[Short exercise 1]
Copy the passage on stabilizing excavated metal objects word for word, from "Stabilisation can be" up to and including "or chemical baths.".
[Short exercise 2]
Carry on the passage on stabilizing excavated metal objects from its final sentence.

[Source extract]
======
When a metal object is excavated, the salts, mainly chloride ions, present in these corrosion layers and sometimes even in the centre of objects will  naturally react with the humidity in the air (hydrogen in particular) to form hydrochloric acid (HCl). This phenomenon is natural and self-sustaining and, if nothing is done, will cause the metal to be ruined, that is, the self-destruction of the object and the permanent loss of all the technical, historical, and epistemological information that its surface contains. It is thus critical and vital, as soon as an object is removed from its excavation environment to extract these salts: this id known as the stabilisation phase (of the corrosion).

The longest stage of the treatment process, stabilisation consists of rendering the surface of the object stable with respect to its new environment. For metallic materials, it is also called dechlorination. The objective is to extract the salts on the surface of the object accumulated during the centuries of burial in different environments (soils, freshwater, brackish water or seawater). This is considered a ‘passive’ step because the stabilisation treatments utilised today for metals consist of immersing the objects in a chemical solution (usually a basic solution, NaOH). Despite the effective stabilisation of the object (the rate of chloride ions extracted is estimated at 90%), the major disadvantage of this treatment method is its duration, since depending on the nature of the object and its burial environment (freshwater, terrestrial, seawater), it can take from several months to a few years (three years maximum for cast iron objects taken from seawater); this time period represents 95% of the total treatment time of the object.

Conventional methods

Stabilisation can be achieved by conventional methods such as localised electrochemical techniques (silver oxide, aluminium foil or localised electrolysis), electrochemical techniques in complete immersion in a stabilisation bath (electrolysis) or chemical baths.

Treatment of a group of copper alloy objects by immersion in a sodium bath.
======
[Object pointing dataset rows]
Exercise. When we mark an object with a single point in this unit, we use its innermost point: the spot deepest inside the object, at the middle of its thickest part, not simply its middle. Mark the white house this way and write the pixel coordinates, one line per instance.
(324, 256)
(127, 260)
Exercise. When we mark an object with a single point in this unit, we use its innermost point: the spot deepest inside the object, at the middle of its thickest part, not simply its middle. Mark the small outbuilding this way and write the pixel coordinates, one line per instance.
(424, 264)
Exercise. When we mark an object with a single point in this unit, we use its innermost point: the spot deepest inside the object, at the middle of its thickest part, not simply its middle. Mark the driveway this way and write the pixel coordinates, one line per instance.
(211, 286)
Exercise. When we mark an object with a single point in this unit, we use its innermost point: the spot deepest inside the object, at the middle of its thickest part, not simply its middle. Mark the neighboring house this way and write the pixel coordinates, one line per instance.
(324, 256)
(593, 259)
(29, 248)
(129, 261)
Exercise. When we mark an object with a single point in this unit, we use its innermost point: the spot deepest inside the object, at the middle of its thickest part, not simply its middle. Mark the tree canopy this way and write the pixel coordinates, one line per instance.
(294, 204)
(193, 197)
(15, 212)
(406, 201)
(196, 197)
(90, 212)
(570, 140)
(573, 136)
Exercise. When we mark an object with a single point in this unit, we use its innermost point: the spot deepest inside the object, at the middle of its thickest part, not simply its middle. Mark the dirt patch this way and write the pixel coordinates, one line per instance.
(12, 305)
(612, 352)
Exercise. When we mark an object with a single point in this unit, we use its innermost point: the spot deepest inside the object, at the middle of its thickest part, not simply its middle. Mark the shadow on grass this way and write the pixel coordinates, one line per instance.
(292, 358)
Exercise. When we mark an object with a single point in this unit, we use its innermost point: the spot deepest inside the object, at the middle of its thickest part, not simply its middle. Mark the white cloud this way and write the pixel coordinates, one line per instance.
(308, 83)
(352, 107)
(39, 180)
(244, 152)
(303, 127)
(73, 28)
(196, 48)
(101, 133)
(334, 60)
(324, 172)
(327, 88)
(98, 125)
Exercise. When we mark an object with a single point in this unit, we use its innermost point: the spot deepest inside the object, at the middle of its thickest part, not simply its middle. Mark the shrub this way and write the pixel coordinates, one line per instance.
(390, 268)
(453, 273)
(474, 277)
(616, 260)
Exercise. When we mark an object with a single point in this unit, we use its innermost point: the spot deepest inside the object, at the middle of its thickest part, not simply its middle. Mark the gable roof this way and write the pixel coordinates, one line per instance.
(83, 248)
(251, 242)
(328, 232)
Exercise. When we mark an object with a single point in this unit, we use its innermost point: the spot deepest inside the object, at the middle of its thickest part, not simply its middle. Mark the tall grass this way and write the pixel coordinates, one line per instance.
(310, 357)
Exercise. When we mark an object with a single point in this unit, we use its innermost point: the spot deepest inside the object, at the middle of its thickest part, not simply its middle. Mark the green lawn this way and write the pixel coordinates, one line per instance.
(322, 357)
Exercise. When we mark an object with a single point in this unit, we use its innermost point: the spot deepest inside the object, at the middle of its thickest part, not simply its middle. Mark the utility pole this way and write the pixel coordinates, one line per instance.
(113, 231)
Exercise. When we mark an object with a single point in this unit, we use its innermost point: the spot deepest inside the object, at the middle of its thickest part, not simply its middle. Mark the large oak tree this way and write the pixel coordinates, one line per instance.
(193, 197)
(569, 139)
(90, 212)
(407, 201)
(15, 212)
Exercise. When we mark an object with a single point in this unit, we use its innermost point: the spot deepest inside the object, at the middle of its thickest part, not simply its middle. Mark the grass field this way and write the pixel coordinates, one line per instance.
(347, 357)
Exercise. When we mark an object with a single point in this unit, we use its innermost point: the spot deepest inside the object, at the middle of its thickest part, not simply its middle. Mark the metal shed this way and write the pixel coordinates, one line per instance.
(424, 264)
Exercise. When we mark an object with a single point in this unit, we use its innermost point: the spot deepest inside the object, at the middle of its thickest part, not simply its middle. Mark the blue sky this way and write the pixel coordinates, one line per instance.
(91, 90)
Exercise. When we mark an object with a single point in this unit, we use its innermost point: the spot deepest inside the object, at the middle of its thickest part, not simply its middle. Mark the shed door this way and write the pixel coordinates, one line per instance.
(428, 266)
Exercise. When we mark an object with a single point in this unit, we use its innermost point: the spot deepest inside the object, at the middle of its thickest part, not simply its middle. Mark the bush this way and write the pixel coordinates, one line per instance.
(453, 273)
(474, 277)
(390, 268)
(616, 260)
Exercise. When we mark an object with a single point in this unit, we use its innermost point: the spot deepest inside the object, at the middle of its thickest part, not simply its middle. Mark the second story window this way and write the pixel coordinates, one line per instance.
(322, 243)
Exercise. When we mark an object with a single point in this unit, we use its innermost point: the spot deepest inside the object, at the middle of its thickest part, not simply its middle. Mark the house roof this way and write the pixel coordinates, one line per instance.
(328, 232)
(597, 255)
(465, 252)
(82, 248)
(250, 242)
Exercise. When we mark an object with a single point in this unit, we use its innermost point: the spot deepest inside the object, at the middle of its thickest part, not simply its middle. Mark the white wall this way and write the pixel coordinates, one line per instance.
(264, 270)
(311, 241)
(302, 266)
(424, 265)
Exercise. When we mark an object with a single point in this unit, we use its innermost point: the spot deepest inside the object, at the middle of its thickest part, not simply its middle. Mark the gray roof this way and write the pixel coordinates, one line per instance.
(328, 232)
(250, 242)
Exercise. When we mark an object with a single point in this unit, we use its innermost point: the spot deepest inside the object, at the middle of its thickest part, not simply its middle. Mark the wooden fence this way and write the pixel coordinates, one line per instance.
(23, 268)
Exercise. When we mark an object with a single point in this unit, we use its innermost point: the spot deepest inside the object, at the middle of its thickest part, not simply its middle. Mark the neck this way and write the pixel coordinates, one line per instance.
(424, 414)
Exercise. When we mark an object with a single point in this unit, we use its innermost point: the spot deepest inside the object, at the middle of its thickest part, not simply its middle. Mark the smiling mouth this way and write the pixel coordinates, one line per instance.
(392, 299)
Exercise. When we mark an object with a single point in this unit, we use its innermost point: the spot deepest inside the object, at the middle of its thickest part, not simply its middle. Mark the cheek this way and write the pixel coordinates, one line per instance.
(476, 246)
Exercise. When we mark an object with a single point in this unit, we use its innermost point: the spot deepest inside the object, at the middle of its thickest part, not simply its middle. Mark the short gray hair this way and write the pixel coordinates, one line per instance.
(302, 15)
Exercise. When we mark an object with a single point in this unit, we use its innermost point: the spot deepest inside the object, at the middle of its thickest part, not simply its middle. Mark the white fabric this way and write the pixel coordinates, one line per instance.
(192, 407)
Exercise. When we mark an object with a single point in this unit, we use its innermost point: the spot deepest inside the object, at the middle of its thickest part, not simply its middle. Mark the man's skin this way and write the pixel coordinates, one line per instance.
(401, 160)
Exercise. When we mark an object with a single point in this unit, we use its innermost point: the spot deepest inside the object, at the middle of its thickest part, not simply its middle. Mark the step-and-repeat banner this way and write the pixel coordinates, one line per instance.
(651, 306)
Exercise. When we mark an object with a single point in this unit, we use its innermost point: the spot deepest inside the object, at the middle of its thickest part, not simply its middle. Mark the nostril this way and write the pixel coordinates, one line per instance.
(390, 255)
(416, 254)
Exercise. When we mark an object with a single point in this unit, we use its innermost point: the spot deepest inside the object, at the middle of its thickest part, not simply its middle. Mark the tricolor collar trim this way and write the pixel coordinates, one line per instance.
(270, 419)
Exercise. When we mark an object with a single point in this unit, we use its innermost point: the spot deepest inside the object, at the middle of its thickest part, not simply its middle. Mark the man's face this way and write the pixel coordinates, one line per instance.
======
[Output 1]
Stabilisation can be achieved by conventional methods such as localised electrochemical techniques (silver oxide, aluminium foil or localised electrolysis), electrochemical techniques in complete immersion in a stabilisation bath (electrolysis) or chemical baths.

[Output 2]
Example of stabilisation treatment by local electrolysis on a copper alloy object

Innovative method using subcritical fluids

Installation for the stabilisation of archaeological artefacts in a subcritical fluids reactor.
This new method consists of stabilising objects by placing them in a flow of heated soda under pressure. It reduced the time required for treatment by approximately 30 times and drastically reduces the amount of water and chemicals required for treatment.
It only takes a few days to completely stabilise an object, without compromising the physical integrity of the materials or losing any archaeological information.

Installation for the stabilisation of archaeological artefacts in a subcritical fluids reactor

This stabilisation accelerator, the sole in Europe, was designed, built and developed by our laboratory based on the original model developed during Philippe de Viviés work at the Clemson University’s Warren Lasch Conservation Center in the United States.

Ten years of research in our laboratory has proven that this method:

  • Is highly efficient in the extraction of chlorides (an object requiring nine months for stabilisation by conventional methods can be treated in only eight to ten days),
  • Ensures the long-term durability of the object,
  • Is excellent for preserving archaeological information, even on very fragile objects that would not normally tolerate conventional alkaline sulphite baths.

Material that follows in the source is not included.